Objective >> Which lines in the material below contain the string "deck"? Extract each of those lines in full, counting only matches with the same capitalization.

Material shown >>

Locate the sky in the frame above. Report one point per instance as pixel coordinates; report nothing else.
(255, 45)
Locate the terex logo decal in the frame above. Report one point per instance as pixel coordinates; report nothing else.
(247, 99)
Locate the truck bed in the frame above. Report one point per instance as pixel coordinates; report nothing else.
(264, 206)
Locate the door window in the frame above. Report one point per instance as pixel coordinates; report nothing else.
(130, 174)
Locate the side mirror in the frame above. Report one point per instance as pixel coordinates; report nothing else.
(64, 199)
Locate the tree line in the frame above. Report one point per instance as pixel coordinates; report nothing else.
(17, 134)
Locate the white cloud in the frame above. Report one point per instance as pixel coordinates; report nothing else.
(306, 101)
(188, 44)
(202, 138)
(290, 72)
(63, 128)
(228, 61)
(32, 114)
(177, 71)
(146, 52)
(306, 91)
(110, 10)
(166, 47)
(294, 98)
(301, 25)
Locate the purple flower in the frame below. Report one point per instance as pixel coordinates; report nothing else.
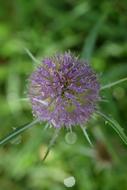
(63, 90)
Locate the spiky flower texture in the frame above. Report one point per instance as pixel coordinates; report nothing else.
(63, 90)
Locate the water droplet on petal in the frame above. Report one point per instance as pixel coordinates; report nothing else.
(69, 182)
(17, 140)
(71, 138)
(106, 122)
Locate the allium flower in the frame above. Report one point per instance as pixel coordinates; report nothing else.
(63, 90)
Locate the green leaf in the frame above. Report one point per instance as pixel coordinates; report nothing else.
(17, 131)
(116, 126)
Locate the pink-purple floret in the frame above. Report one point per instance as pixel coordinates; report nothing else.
(63, 90)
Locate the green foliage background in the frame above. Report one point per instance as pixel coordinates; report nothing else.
(95, 30)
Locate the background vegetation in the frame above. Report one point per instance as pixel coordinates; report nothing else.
(95, 30)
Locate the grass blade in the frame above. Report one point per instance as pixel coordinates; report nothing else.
(113, 84)
(16, 132)
(91, 39)
(116, 126)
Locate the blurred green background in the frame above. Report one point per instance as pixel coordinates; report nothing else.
(94, 30)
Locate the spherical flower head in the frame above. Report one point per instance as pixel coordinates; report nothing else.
(63, 90)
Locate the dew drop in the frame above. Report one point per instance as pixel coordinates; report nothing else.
(106, 122)
(71, 138)
(17, 140)
(69, 182)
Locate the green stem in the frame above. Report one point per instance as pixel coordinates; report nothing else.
(17, 131)
(51, 143)
(86, 135)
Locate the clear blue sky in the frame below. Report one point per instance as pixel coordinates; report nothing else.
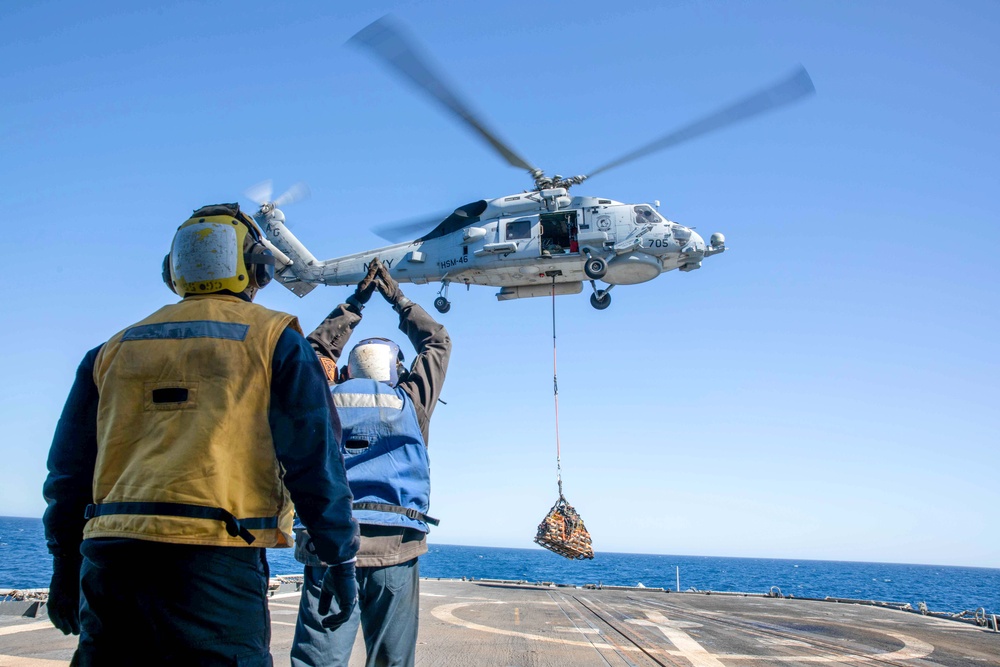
(826, 389)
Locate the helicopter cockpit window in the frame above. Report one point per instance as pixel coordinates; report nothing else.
(644, 214)
(518, 229)
(462, 217)
(681, 234)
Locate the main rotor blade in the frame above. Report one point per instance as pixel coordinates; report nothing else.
(297, 192)
(793, 88)
(409, 230)
(385, 38)
(259, 193)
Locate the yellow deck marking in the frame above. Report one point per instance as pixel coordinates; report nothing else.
(15, 661)
(282, 596)
(685, 643)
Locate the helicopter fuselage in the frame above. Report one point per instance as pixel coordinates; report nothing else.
(522, 244)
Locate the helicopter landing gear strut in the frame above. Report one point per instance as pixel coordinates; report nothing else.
(441, 304)
(601, 298)
(594, 267)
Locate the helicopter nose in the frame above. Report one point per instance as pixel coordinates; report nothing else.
(693, 251)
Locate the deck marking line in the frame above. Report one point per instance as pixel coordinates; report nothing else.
(685, 643)
(578, 631)
(26, 627)
(446, 613)
(21, 661)
(282, 596)
(284, 605)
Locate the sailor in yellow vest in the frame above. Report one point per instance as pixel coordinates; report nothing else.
(182, 447)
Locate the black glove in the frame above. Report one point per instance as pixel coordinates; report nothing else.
(64, 594)
(367, 285)
(339, 582)
(389, 288)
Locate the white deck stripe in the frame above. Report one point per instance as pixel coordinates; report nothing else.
(26, 627)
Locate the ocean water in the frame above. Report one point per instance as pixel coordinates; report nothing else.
(25, 563)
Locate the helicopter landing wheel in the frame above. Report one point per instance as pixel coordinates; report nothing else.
(600, 299)
(442, 304)
(595, 268)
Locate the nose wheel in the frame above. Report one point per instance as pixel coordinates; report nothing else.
(441, 303)
(595, 267)
(601, 298)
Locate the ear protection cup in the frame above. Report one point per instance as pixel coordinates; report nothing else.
(168, 277)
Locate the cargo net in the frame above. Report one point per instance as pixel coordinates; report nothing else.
(562, 532)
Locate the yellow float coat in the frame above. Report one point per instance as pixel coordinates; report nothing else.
(183, 418)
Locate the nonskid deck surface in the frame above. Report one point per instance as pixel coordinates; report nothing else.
(502, 624)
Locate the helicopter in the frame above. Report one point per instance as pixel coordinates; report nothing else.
(539, 242)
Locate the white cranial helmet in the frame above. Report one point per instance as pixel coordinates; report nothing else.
(376, 359)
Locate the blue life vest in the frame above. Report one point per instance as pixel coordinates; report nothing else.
(384, 454)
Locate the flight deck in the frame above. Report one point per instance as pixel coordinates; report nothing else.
(502, 624)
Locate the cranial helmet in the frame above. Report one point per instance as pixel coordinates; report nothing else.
(219, 248)
(376, 359)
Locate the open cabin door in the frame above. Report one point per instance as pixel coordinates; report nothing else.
(558, 233)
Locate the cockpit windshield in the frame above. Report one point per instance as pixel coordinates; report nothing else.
(462, 217)
(645, 214)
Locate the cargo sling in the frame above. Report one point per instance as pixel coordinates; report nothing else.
(562, 530)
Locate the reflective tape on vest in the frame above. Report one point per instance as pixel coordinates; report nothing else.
(367, 401)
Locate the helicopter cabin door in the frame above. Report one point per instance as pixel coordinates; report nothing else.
(558, 233)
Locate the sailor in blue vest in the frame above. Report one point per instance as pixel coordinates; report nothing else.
(385, 412)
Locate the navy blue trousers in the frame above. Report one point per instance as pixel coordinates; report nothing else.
(150, 604)
(387, 612)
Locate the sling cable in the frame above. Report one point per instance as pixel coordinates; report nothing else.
(562, 530)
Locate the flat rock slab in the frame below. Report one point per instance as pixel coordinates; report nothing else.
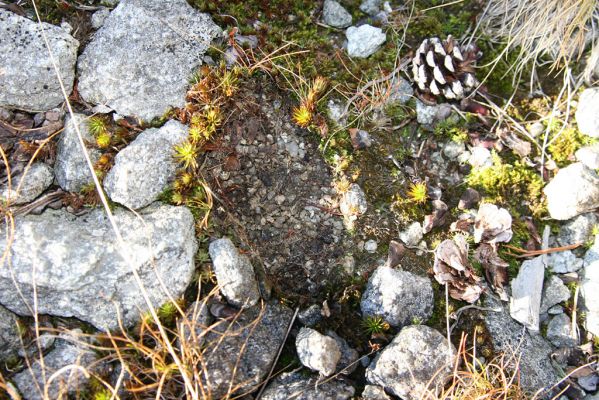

Answer to the task >>
Locate the yellow deck marking in the frame above. Report one point per instance as pixel coordinates; report nothing else.
Locate the deck marking line in the frame above. Report one point per instance as pixel coordinates; report nothing else.
Locate the white deck stripe in the frame above. Report one point per instance as pixel coordinates; report nothing else.
Locate the nonskid deck surface in the frame above. Report one point per instance as pixel coordinates; report nothing else.
Locate the flight deck in the frame above. Report one point per instance as pixel coordinates; report nothing else.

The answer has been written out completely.